Dataset excerpts
++++++++++++++++++++

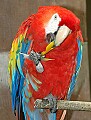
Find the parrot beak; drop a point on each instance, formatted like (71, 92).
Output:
(61, 35)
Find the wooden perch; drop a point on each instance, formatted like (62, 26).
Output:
(64, 105)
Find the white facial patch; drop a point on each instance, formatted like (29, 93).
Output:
(52, 25)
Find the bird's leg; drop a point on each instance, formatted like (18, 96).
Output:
(53, 103)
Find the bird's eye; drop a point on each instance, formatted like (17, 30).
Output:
(55, 17)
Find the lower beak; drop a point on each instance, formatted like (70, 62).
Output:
(61, 35)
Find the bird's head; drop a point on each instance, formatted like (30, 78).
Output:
(53, 23)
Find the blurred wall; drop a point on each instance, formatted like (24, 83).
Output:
(13, 12)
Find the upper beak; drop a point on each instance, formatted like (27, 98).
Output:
(61, 35)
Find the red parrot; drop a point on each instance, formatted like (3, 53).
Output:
(45, 59)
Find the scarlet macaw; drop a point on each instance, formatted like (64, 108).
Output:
(45, 59)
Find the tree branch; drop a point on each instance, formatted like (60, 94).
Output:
(64, 105)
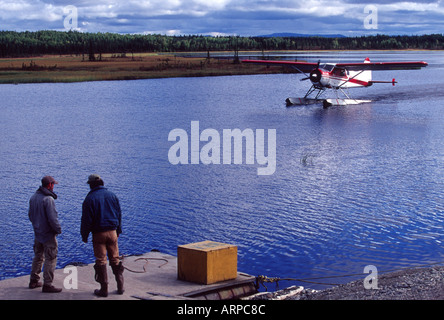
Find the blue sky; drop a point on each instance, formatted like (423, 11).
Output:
(226, 17)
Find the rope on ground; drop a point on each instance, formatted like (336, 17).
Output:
(146, 262)
(264, 279)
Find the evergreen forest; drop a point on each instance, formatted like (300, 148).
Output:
(23, 44)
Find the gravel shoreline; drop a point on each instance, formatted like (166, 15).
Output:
(407, 284)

++++++++++++++++++++

### TASK DETAILS:
Go through the records above and return every line that holds the string "bird".

### SOLUTION TO THIS EXERCISE:
Find the bird's leg; drop a point on each instance, formatted like (18, 96).
Find the bird's eye; drop a point on each instance, formatted like (17, 30).
Find the bird's head; drop a point on each instance, formatted like (30, 78).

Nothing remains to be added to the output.